## Provided text
══════
Over the course of two days, the eye of the storms direction changed from making landfall near the Louisiana state line to a target on Mobile Bay of south Mobile County.

The storm both slowed and strengthened on Monday that created even more uncertainty in the expected path of winds and rain.

Because of that expected flooding, both Escambia County Schools and Brewton City Schools announced that classes would be cancelled for Tuesday. Decisions were also made to close schools for Wednesday as well. All classes are expected to resume on Thursday.

Wind impacts for Escambia County Alabama were expected to be higher than originally projected in the storm, according to local meteorologist, Spinks Megginson, with RedZone Weather.

“The right northeast quadrant of the storm is where you’ll see most of the impacts from a storm,” Megginson said. “This means we will have a firehose of water coming into our area. With the shifting more to the east, the track changes could continue and make changes in the terms of impact for our area.”
══════
## Information supplied
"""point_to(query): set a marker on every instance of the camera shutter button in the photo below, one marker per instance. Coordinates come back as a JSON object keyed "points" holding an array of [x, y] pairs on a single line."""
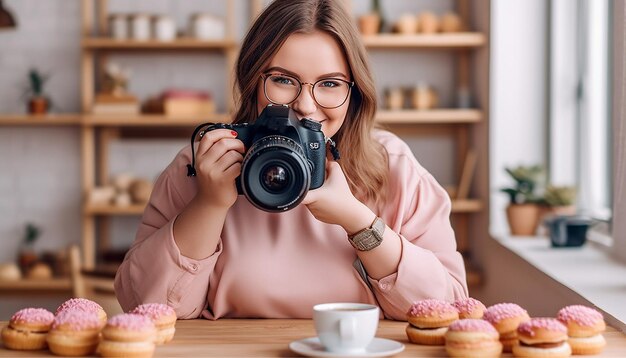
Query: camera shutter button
══════
Reproduce the storm report word for word from "Because of that" to "with RedZone Weather.". The material above comes from a different source than the storm report.

Because of that expected flooding, both Escambia County Schools and Brewton City Schools announced that classes would be cancelled for Tuesday. Decisions were also made to close schools for Wednesday as well. All classes are expected to resume on Thursday.

Wind impacts for Escambia County Alabama were expected to be higher than originally projected in the storm, according to local meteorologist, Spinks Megginson, with RedZone Weather.